PRAKTIKKAN ISI BACAAN:
[1] Kutip dari artikel tentang risiko bunuh diri remaja transgender bagian mulai "Untuk diketahui, pada" hingga "tahun di Kanada.", tanpa mengubah satu kata pun.
[2] Tulis lanjutan artikel tentang risiko bunuh diri remaja transgender, mulai setelah kalimat terakhirnya.

======== TEKS YANG DITAMPILKAN ========

Nationalgeographic.co.id—Penelitian baru dari University of Ottawa dan Norwegian Institute of Public Health, Oslo, Norwegia mengungkapkan bahwa remaja transgender dan non biner berisiko sangat tinggi melakukan bunuh diri dan upaya bunuh diri. Penelitian adalah sedikit dari studi risiko bunuh diri yang hampir tidak pernah dipelajari dengan baik pada remaja transgender dan non-biner.
Untuk diketahui, transgender adalah orang yang merasa identitas gendernya berbeda dengan jenis kelamin yang ia bawa ketika lahir. Sedangkan gender non biner adalah orang yang secara tak ekslusif mengasosiasikan gendernya.
Kedua minoritas seksual itu, menurut penelitian ini berisiko 5 kali lebih tinggi berisiko bunuh diri dibanding remaja cisgender lainnya. Cisgender adalah orang yang memiliki persepsi gender sesuai dengan jenis kelamin yang dibawanya dari lahir.
Oleh karena itu, menurut penelitian ini diperluakan kesadaran publik untuk intervensi terhadap remaja transgender dan non biner tersebut. Laporan penelitian tersebut telah dipublikasikan di jurnal CMAJ (Canadian Medical Association Journal) dengan judul "Suicidality among sexual minority and transgender adolescents: a nationally representative population-based study of youth in Canada" pada 6 Juni 2022.
Untuk diketahui, pada penelitian ini para peneliti menganalisis data dari Survei Kesehatan Nasional Kanada pada Anak dan Remaja tahun 2019. Bunuh diri adalah penyebab kematian kedua pada remaja dan dewasa muda berusia 15-24 tahun di Kanada.

======== DATA ========

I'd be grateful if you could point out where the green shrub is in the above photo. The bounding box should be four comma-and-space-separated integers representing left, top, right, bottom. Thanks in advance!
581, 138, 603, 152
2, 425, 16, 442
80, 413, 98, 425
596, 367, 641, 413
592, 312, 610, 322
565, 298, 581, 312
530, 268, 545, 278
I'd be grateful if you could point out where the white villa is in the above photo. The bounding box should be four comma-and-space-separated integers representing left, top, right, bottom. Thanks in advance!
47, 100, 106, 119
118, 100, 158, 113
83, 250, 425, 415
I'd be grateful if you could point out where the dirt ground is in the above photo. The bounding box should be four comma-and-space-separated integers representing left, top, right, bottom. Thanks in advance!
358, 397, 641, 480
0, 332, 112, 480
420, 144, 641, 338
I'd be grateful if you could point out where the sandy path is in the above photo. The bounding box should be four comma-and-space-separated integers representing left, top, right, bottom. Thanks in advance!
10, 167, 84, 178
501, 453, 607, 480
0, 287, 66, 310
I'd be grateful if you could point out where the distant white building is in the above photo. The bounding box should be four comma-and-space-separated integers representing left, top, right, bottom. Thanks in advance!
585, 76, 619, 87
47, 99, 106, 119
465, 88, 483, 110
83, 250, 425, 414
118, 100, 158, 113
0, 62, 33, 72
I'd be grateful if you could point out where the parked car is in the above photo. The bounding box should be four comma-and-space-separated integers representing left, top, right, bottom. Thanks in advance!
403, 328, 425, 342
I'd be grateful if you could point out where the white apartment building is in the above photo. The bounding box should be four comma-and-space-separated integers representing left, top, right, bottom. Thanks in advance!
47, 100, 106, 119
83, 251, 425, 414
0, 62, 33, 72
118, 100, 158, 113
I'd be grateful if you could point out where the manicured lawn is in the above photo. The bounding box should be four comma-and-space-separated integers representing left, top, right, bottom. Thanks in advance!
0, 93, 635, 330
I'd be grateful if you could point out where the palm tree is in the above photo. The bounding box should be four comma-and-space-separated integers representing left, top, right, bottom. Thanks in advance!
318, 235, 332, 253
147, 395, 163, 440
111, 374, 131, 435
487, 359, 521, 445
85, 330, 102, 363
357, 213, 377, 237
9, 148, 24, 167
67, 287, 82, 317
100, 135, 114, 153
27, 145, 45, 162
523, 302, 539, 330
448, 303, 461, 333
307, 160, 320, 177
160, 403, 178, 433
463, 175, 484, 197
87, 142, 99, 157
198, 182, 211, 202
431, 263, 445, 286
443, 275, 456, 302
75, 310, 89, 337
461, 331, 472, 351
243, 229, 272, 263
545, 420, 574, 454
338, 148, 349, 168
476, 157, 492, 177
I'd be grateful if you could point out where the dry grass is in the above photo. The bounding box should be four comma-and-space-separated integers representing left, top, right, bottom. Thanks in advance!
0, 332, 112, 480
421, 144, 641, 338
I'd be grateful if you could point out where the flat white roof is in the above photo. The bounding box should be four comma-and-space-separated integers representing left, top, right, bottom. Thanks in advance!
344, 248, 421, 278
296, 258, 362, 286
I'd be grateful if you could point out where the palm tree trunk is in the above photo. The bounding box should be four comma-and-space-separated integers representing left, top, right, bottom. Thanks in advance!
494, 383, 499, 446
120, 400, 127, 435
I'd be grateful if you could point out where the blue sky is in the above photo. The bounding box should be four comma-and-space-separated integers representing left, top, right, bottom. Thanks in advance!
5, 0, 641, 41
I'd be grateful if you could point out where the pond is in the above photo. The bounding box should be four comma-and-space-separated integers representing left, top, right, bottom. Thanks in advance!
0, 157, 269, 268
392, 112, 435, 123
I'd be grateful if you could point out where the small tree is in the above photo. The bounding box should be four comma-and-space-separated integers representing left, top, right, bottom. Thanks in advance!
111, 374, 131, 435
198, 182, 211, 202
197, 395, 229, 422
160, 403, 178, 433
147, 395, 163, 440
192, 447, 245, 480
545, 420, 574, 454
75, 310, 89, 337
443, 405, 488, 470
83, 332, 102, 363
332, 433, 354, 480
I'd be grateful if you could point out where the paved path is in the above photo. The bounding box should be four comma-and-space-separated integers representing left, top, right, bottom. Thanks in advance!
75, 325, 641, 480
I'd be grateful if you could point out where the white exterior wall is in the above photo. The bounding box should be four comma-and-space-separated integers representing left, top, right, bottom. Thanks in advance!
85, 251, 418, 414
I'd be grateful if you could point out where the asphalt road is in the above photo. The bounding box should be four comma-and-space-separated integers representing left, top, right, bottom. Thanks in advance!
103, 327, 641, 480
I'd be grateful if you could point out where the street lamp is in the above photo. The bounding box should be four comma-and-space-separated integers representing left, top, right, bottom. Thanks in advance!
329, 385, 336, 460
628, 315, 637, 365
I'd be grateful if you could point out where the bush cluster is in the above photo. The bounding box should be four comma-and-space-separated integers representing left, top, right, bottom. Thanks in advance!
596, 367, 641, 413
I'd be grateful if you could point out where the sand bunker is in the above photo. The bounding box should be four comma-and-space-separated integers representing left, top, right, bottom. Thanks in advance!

========

JAWABAN LATIHAN INI:
[1]
Untuk diketahui, pada penelitian ini para peneliti menganalisis data dari Survei Kesehatan Nasional Kanada pada Anak dan Remaja tahun 2019. Bunuh diri adalah penyebab kematian kedua pada remaja dan dewasa muda berusia 15-24 tahun di Kanada.

[2]
Ian Colman, seorang profesor di University of Ottawa dan Norwegian Institute of Public Health, Oslo dengan rekan penulis mengatakan remaja minoritas seksual juga berisiko lebih tinggi mengalami masalah kesehatan mental, ide (pemikiran) bunuh diri, dan upaya bunuh diri. Remaja minoritas seksual yang dimaksud adalah mereka yang tertarik pada jenis kelamin yang sama atau beberapa jenis kelamin atau yang mengidentifikasi diri sebagai lesbian, gay, biseksual atau queer.
"Peralihan dari masa remaja ke masa dewasa adalah waktu yang sangat menegangkan bagi semua orang muda, tetapi terutama bagi remaja minoritas gender dan seksual," kata Ian Colman seperti dilansir eurekalert.
Para peneliti mempelajari sampel termasuk 6.800 remaja berusia 15-17 tahun, yang sebagian besar (99,4 persen) adalah cisgender. Itu berarti mereka mengidentifikasi sebagai jenis kelamin mereka saat lahir, dan 0,6 persen adalah transgender, yang berarti mereka mengidentifikasi sebagai jenis kelamin yang berbeda dari yang mereka bawa sejak lahir.
Mayoritas (78,6 persen) responden adalah heteroseksual, 14,7 persen tertarik pada banyak jenis kelamin, 4,3 persen tidak yakin dengan ketertarikan mereka, 1,6 persen adalah anak perempuan yang tertarik pada anak perempuan, dan 0,8 persen adalah anak laki-laki yang tertarik pada anak laki-laki.
Secara keseluruhan, 14 persen remaja mengalami ide bunuh diri dalam tahun sebelumnya. Kemudian 6,8 persen sebelumnya pernah mencoba bunuh diri. Remaja transgender 5 kali lebih mungkin untuk berpikir tentang bunuh diri dan 7,6 kali lebih mungkin untuk pernah mencoba bunuh diri daripada remaja cisgender.
"Temuan yang benar-benar mengkhawatirkan adalah bahwa lebih dari separuh remaja transgender dilaporkan serius mempertimbangkan bunuh diri dalam 12 bulan sebelumnya. Ini adalah krisis, dan ini menunjukkan betapa banyak yang harus dilakukan untuk mendukung remaja transgender," kata rekan penulis Fae. Johnstone, direktur eksekutif, Wisdom2Action, yang juga seorang wanita trans.
Para peneliti juga menemukan bahwa proporsi remaja yang melaporkan beberapa tingkat ketertarikan pada lebih dari satu jenis kelamin jauh lebih tinggi daripada yang dilaporkan dalam penelitian sebelumnya. Ini mungkin karena survei ini menilai ketertarikan pada jenis kelamin yang berbeda daripada identitas seksual yang dilaporkan sendiri, atau mungkin mencerminkan berkurangnya stigma seputar biseksualitas.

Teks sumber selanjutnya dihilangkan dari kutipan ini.